**Study material:**
——————

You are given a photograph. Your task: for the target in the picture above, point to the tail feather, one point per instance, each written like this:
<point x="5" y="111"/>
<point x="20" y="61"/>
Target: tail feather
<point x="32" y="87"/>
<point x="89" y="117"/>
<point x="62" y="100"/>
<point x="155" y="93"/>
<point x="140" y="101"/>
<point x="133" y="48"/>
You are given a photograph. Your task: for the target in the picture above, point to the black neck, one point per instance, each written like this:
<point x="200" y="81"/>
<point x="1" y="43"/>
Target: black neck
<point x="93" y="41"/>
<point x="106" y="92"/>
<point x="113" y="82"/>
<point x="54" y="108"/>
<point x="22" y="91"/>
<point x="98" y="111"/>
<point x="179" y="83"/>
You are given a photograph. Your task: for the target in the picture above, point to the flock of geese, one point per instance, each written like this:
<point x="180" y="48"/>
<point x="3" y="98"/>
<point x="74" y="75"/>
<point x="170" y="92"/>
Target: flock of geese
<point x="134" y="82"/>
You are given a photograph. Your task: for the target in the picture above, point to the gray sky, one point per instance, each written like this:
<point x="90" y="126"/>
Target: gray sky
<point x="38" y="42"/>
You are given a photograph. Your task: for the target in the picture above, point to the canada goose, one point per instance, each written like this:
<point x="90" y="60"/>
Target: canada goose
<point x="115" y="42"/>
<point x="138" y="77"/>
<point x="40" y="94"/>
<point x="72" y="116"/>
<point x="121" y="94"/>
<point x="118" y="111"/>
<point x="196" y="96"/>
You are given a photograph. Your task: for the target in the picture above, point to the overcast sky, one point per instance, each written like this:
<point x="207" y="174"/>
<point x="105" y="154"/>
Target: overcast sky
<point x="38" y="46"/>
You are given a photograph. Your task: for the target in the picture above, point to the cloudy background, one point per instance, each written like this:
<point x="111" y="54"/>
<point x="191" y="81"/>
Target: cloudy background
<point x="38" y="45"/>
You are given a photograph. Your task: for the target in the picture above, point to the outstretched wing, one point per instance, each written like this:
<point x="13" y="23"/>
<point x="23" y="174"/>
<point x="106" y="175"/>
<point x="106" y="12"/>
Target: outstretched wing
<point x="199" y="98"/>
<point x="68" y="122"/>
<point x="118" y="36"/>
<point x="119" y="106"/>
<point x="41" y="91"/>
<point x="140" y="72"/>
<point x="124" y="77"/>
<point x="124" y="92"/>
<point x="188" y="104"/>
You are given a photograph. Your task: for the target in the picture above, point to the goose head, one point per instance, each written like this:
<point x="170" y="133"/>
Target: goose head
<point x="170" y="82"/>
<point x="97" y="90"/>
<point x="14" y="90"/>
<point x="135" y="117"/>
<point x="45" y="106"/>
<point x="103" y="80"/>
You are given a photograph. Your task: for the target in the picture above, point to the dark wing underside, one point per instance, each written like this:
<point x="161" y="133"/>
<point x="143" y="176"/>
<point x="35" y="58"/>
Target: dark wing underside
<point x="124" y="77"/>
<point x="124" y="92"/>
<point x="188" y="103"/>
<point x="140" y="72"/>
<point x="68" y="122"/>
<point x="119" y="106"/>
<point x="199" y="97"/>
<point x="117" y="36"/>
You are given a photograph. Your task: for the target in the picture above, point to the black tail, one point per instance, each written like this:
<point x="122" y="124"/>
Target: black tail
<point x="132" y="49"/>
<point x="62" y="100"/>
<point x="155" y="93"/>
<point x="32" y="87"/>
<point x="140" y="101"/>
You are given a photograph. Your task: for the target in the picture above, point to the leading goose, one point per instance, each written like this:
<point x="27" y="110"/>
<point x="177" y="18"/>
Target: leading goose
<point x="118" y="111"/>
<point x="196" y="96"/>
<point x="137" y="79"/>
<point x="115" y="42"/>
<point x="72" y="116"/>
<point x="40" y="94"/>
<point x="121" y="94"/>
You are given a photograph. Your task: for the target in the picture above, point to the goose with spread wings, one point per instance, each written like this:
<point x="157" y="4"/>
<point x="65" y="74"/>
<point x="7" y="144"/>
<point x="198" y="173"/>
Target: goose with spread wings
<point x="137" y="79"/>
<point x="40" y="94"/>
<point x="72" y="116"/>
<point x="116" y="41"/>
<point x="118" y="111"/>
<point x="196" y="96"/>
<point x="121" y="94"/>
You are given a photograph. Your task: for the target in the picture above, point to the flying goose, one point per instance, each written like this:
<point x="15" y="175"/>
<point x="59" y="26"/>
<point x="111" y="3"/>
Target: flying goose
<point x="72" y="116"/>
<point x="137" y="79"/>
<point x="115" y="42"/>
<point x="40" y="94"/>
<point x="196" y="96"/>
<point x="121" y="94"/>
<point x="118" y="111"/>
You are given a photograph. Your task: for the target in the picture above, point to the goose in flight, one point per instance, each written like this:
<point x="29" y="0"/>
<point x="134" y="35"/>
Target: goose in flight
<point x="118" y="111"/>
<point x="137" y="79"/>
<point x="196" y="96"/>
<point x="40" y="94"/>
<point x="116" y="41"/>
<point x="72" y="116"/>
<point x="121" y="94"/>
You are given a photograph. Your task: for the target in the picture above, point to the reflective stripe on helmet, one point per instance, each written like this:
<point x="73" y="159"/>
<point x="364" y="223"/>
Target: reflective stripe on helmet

——————

**Problem statement:** Only lines with the word "helmet" should be collected from the material.

**Result:**
You are given a photograph. Your task: for the target in the picture above, point to the reflective stripe on helmet, one point per instance, each written like this:
Target: reflective stripe on helmet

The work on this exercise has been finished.